Start of Source data
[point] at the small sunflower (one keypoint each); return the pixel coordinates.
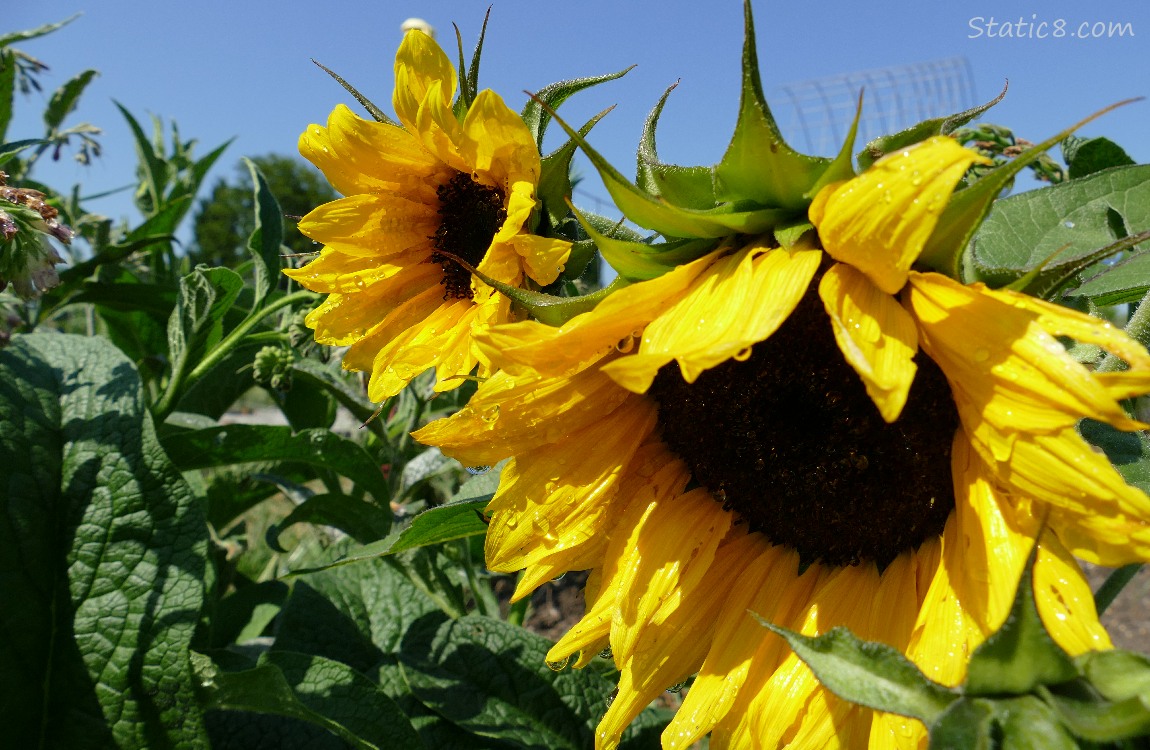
(415, 196)
(818, 434)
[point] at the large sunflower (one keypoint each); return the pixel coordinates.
(434, 185)
(844, 442)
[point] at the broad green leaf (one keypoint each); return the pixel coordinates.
(314, 689)
(868, 673)
(1020, 656)
(250, 443)
(102, 550)
(266, 242)
(1027, 724)
(196, 326)
(1103, 721)
(1118, 675)
(966, 725)
(1063, 222)
(538, 109)
(8, 39)
(490, 678)
(64, 99)
(362, 521)
(1087, 155)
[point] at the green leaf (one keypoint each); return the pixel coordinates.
(868, 673)
(759, 165)
(7, 39)
(966, 725)
(1063, 222)
(197, 322)
(316, 690)
(1020, 656)
(1027, 724)
(1087, 155)
(266, 242)
(362, 521)
(919, 132)
(248, 443)
(1103, 721)
(102, 551)
(538, 109)
(1118, 675)
(64, 99)
(489, 678)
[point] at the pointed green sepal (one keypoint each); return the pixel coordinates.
(539, 107)
(759, 165)
(372, 109)
(546, 308)
(687, 186)
(554, 188)
(1020, 656)
(641, 261)
(966, 209)
(872, 674)
(883, 145)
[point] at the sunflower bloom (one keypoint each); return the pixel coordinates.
(821, 435)
(414, 196)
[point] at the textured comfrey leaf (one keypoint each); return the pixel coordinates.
(1116, 674)
(196, 326)
(490, 678)
(266, 240)
(250, 443)
(1088, 155)
(872, 674)
(1063, 222)
(102, 550)
(1020, 656)
(321, 691)
(966, 725)
(66, 98)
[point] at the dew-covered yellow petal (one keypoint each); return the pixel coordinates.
(361, 155)
(880, 221)
(999, 354)
(512, 414)
(876, 336)
(738, 301)
(374, 226)
(553, 498)
(590, 336)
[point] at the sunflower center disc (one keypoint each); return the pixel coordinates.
(790, 442)
(469, 216)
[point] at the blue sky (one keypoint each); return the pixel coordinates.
(243, 70)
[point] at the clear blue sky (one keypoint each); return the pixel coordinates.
(242, 69)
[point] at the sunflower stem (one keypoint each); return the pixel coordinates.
(1113, 584)
(1136, 328)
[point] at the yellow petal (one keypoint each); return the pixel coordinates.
(738, 301)
(376, 226)
(999, 352)
(585, 338)
(513, 414)
(554, 498)
(880, 221)
(361, 155)
(875, 335)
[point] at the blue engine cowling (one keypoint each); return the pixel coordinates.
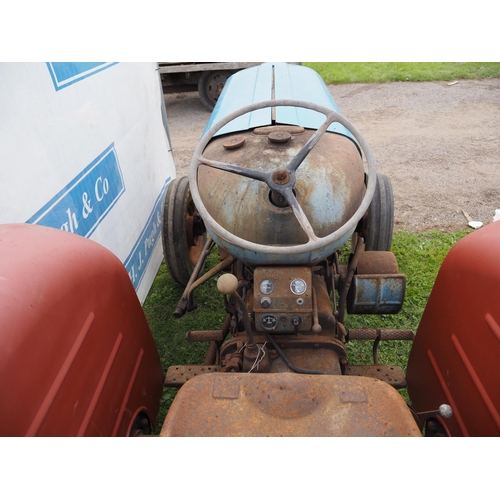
(330, 184)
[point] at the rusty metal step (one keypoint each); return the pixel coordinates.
(393, 375)
(179, 375)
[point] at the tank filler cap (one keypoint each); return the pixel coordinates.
(233, 142)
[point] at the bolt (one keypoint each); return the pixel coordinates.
(281, 176)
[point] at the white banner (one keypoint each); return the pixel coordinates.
(84, 147)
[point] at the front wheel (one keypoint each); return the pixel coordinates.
(380, 217)
(210, 86)
(183, 232)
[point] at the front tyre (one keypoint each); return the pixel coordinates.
(183, 231)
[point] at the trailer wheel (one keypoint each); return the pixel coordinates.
(183, 231)
(210, 86)
(380, 217)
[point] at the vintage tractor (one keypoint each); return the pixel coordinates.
(280, 185)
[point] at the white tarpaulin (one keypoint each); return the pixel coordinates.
(84, 147)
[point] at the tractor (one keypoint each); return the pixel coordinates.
(279, 186)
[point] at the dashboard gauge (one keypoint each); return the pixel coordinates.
(266, 287)
(269, 321)
(298, 286)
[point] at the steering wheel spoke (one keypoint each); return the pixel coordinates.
(299, 214)
(282, 181)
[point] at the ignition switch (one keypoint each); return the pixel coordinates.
(265, 302)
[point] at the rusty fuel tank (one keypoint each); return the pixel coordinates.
(330, 185)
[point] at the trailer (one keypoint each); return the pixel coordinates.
(206, 78)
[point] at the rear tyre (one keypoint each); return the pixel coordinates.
(210, 86)
(183, 231)
(380, 217)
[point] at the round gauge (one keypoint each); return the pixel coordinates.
(298, 286)
(266, 287)
(269, 321)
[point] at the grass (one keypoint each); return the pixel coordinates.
(374, 72)
(419, 257)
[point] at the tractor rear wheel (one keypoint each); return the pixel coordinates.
(183, 232)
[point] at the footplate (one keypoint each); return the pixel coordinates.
(393, 375)
(179, 375)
End of Source data
What must be returned is the line with "[point] at the trailer wheel" plus every line after it to the end of the entries, exactly as they appear.

[point] at the trailer wheel (one keypoint each); return the pixel coordinates.
(183, 231)
(210, 86)
(380, 217)
[point] at the vintage tractor (one keypoint each); return the pixel coordinates.
(280, 185)
[point] at the white tarpaulin (one keypoint each); return the pixel coordinates.
(84, 147)
[point] at the tractor (one keypoint each); return the pixel coordinates.
(279, 186)
[point] at the dashboard gauge (one keypoint each); return the pixel coordinates.
(266, 287)
(269, 321)
(298, 286)
[point] at the steering wheel spoke (one keypoint each); return the pixel coordinates.
(299, 214)
(282, 181)
[point] at the ignition switch (one keypoint each); return the pixel coordinates.
(265, 302)
[point] at the rusty fuel tank (one keypoint each); return the pixel coordinates.
(330, 185)
[point] at the trailer (one keypoint each); return the pixel coordinates.
(206, 78)
[point] at the rear tyre (one keypoint each); return the pixel coordinates.
(210, 86)
(183, 231)
(380, 217)
[point] at the round gauge (one keypoint each); return the pixel coordinates.
(298, 286)
(266, 287)
(269, 321)
[point] at the grass (one keypoint each); return the pixel coordinates.
(374, 72)
(419, 257)
[point] at the tractor rear wheel (one keypoint each); return the pixel coordinates.
(183, 232)
[point] at the footplate (one keypoint each); return the pixel coordinates.
(393, 375)
(179, 375)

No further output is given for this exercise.